▶ Provided passage:
-- begin --

Lucy Wright

Lucy Wright (February 5, 1760 – 1821) was the leader of the United Society of Believers in Christ’s Second Appearing, also known as the Shakers, from 1796 until 1821.[1] At that time, a woman's leadership of a religious sect was a radical departure from Protestant Christianity.[2]

Childhood

Lucy Wright was born February 5, 1760, the daughter of John and Mary (Robbins) Wright of Pontoosuck plantation (later Pittsfield, Massachusetts), in the Housatonic River valley of the Berkshire hills near the New York border.

At that time, Pontoosuck plantation was a frontier settlement, which was reached via path-like roads. Aside from Jonathan EdwardsIndian mission in Stockbridge, the area had no church until Wright was almost thirteen.[3]

Wright was considered an attractive woman and a leader.[4] With Elizur Goodrich, she attended the New Light Baptist revival at New Lebanon, New York in 1779. Near the end of the revival, they heard a preacher expound on Romans 8:8 (“Those who are in the flesh cannot please God”), which may have set the stage for their conversion to a new religion.[5]

Marriage

Lucy Wright married Elizur Goodrich on December 15, 1779. They both became interested in the Shakers in 1780. Elizur Goodrich was impressed with the preachings of Mother Ann Lee, leader of the Shakers, and the new religion despite its requirements of celibacy and confession of sins.[6]

Goodrich and twenty members of his family joined the Shakers. After several months of deliberation, Wright resumed her maiden name and replaced her marriage with a commitment to Shakerism. Within a decade she had risen to leadership within the Shaker sect, with the power and authority which was not known in other religions.[7]

Life as a Shaker

As soon as Wright shifted her commitment from her husband to her new religion, Mother Ann Lee found it expedient to separate the young couple. She sent Goodrich on the road as an itinerant preacher and missionary. Wright moved to the Shaker community at Watervliet, New York, where Ann Lee mentored the young woman and she became a leader among her peers.

Ann Lee died in 1784. By late 1788, the society’s new leader Joseph Meacham had had a revelation that Shakers should practice equality of the sexes, or gender equality. He summoned Wright to New Lebanon, New York, and named her his female counterpart in leadership. Together, Meacham and Wright reshaped their religious society to include gender-balanced government, and gathering Believers into communal villages.[8]

Lucy Wright worked with Joseph Meacham until he died in 1796. After his death, Wright was the acknowledged leader of the Shaker ministry (a team of two elders and two eldresses who governed the society).

Wright proved to be a good administrator. She survived the exit of disaffected young men in the 1790s and sustained “petticoat government” for 25 years.[9] Her long tenure as the Ministry’s leader meant that she had ample opportunity to establish the principles of gender equality, and her leadership set an example for equality of the sexes.

-- end --

▶ Exercise A: Reproduce the Lucy Wright passage between "Lucy Wright worked" and "governed the society).", inclusive.
▶ Exercise B: Please recast the listing between the lines holding "Exercise. Mark the bus door" and "pixel 65 104", inclusive, as a Markdown table with the columns Row and Line. Put a running row number under Row and each line of the listing under Line, skipping any blank lines.

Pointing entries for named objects
-- begin --

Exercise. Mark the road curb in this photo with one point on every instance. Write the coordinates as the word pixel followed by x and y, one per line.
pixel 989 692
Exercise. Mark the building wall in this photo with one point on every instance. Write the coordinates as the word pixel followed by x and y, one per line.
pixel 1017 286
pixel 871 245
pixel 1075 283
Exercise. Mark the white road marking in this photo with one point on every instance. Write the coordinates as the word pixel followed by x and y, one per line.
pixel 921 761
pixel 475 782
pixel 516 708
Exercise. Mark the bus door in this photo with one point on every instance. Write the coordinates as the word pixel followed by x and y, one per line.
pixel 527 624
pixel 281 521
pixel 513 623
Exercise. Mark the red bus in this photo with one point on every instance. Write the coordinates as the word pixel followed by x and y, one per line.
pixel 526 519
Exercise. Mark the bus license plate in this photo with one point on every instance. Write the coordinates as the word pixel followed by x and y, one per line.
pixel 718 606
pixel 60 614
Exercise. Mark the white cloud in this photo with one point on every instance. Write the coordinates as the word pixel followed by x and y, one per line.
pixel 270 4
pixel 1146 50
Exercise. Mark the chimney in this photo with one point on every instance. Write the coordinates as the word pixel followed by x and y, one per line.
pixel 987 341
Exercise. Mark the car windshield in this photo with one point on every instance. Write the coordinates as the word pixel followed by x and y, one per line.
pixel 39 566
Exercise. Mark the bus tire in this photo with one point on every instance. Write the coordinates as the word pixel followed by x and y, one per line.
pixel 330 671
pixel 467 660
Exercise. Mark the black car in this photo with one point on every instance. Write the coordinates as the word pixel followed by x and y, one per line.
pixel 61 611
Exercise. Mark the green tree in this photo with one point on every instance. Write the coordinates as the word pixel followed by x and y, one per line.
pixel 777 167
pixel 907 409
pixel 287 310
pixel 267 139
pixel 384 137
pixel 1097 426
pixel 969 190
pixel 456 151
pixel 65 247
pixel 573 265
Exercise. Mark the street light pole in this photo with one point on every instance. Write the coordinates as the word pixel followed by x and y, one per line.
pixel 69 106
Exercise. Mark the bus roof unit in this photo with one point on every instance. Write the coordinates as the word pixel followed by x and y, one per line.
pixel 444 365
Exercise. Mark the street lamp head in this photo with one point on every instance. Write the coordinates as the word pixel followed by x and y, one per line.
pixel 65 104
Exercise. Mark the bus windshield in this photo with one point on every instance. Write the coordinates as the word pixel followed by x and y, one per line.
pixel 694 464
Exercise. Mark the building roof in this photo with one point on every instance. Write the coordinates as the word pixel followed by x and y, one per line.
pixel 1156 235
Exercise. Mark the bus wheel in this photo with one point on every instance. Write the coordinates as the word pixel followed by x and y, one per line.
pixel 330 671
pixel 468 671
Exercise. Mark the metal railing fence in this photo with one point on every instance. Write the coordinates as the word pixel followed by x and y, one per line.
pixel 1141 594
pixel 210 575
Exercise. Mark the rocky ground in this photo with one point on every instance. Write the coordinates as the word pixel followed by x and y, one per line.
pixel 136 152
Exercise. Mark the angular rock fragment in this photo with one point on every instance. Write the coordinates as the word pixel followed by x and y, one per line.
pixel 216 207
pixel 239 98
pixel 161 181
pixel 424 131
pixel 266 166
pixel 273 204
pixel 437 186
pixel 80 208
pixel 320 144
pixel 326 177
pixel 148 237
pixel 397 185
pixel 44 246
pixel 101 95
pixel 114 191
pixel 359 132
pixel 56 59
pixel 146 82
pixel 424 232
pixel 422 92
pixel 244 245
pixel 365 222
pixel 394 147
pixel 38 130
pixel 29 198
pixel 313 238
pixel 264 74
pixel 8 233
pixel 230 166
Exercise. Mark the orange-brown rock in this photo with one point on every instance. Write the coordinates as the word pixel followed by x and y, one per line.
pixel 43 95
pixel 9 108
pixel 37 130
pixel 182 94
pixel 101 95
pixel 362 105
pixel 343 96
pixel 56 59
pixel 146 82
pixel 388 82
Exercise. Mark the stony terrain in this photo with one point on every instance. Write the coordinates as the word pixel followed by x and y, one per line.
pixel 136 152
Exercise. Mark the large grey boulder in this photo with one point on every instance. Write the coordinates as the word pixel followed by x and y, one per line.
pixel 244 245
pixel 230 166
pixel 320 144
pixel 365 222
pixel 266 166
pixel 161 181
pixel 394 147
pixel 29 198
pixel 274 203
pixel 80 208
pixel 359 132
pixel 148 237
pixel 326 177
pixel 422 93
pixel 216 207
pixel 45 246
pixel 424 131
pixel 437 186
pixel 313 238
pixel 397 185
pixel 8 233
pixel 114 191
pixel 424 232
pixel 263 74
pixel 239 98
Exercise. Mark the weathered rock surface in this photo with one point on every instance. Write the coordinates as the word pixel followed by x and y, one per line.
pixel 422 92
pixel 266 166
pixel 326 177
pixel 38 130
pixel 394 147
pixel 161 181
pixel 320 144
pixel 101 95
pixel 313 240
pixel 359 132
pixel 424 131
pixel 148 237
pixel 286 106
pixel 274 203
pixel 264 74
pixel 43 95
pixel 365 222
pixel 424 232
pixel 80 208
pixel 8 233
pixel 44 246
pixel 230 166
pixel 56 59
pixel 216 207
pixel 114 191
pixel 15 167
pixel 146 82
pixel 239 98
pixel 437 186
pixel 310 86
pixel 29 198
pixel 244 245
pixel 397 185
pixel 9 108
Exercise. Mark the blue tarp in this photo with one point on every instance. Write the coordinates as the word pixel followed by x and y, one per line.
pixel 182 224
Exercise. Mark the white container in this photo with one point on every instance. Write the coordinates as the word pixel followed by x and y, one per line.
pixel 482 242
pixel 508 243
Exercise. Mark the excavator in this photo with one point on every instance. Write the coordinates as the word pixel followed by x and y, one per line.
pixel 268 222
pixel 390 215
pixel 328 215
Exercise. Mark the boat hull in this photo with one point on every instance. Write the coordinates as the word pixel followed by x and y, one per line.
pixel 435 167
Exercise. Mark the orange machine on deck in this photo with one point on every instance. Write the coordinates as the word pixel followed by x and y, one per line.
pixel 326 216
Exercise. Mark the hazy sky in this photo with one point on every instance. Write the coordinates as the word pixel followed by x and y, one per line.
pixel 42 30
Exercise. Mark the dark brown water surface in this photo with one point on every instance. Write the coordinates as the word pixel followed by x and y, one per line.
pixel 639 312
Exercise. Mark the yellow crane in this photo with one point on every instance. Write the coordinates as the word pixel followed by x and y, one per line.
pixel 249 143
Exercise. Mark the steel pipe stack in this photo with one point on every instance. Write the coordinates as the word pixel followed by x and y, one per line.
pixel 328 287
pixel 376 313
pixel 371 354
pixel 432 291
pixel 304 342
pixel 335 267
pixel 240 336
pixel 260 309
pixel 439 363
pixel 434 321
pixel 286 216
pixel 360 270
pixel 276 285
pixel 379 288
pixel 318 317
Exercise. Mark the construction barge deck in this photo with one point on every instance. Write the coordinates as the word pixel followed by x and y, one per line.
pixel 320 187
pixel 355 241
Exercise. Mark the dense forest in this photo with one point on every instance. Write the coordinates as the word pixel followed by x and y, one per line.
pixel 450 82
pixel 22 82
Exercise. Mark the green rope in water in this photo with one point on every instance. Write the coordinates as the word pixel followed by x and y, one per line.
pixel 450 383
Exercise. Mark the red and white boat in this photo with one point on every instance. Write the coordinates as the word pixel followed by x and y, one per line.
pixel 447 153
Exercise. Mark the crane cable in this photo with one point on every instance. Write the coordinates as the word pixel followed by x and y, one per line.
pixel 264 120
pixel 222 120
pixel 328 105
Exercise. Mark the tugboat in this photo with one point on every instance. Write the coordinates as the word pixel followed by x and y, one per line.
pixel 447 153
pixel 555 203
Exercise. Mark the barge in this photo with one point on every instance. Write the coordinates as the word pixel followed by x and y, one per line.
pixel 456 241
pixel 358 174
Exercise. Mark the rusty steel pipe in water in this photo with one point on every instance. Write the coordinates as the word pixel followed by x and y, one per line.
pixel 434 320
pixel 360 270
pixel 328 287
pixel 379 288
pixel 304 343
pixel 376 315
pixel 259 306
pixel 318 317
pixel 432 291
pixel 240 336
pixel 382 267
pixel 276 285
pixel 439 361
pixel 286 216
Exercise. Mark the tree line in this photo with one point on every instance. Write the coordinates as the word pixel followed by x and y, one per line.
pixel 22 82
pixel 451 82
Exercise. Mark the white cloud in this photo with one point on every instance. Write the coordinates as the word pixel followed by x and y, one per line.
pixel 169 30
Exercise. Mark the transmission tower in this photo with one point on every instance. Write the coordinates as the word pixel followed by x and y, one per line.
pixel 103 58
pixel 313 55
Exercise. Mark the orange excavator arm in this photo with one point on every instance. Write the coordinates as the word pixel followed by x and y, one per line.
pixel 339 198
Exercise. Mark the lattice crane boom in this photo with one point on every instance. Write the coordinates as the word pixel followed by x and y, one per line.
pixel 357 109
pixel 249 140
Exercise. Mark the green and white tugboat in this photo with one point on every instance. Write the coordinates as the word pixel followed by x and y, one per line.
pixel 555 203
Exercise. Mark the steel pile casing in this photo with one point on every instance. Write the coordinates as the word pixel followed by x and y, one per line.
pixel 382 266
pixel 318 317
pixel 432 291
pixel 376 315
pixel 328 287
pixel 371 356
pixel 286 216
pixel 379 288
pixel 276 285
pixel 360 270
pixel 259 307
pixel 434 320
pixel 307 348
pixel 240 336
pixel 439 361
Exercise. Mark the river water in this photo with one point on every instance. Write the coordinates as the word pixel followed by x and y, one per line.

-- end --

▶ Worked solution A:
Lucy Wright worked with Joseph Meacham until he died in 1796. After his death, Wright was the acknowledged leader of the Shaker ministry (a team of two elders and two eldresses who governed the society).

▶ Worked solution B:
| Row | Line |
|---|---|
| 1 | Exercise. Mark the bus door in this photo with one point on every instance. Write the coordinates as the word pixel followed by x and y, one per line. |
| 2 | pixel 527 624 |
| 3 | pixel 281 521 |
| 4 | pixel 513 623 |
| 5 | Exercise. Mark the red bus in this photo with one point on every instance. Write the coordinates as the word pixel followed by x and y, one per line. |
| 6 | pixel 526 519 |
| 7 | Exercise. Mark the bus license plate in this photo with one point on every instance. Write the coordinates as the word pixel followed by x and y, one per line. |
| 8 | pixel 718 606 |
| 9 | pixel 60 614 |
| 10 | Exercise. Mark the white cloud in this photo with one point on every instance. Write the coordinates as the word pixel followed by x and y, one per line. |
| 11 | pixel 270 4 |
| 12 | pixel 1146 50 |
| 13 | Exercise. Mark the chimney in this photo with one point on every instance. Write the coordinates as the word pixel followed by x and y, one per line. |
| 14 | pixel 987 341 |
| 15 | Exercise. Mark the car windshield in this photo with one point on every instance. Write the coordinates as the word pixel followed by x and y, one per line. |
| 16 | pixel 39 566 |
| 17 | Exercise. Mark the bus tire in this photo with one point on every instance. Write the coordinates as the word pixel followed by x and y, one per line. |
| 18 | pixel 330 671 |
| 19 | pixel 467 660 |
| 20 | Exercise. Mark the black car in this photo with one point on every instance. Write the coordinates as the word pixel followed by x and y, one per line. |
| 21 | pixel 61 611 |
| 22 | Exercise. Mark the green tree in this photo with one point on every instance. Write the coordinates as the word pixel followed by x and y, one per line. |
| 23 | pixel 777 167 |
| 24 | pixel 907 409 |
| 25 | pixel 287 310 |
| 26 | pixel 267 139 |
| 27 | pixel 384 137 |
| 28 | pixel 1097 426 |
| 29 | pixel 969 190 |
| 30 | pixel 456 151 |
| 31 | pixel 65 247 |
| 32 | pixel 573 265 |
| 33 | Exercise. Mark the street light pole in this photo with one point on every instance. Write the coordinates as the word pixel followed by x and y, one per line. |
| 34 | pixel 69 106 |
| 35 | Exercise. Mark the bus roof unit in this photo with one point on every instance. Write the coordinates as the word pixel followed by x and y, one per line. |
| 36 | pixel 444 365 |
| 37 | Exercise. Mark the street lamp head in this photo with one point on every instance. Write the coordinates as the word pixel followed by x and y, one per line. |
| 38 | pixel 65 104 |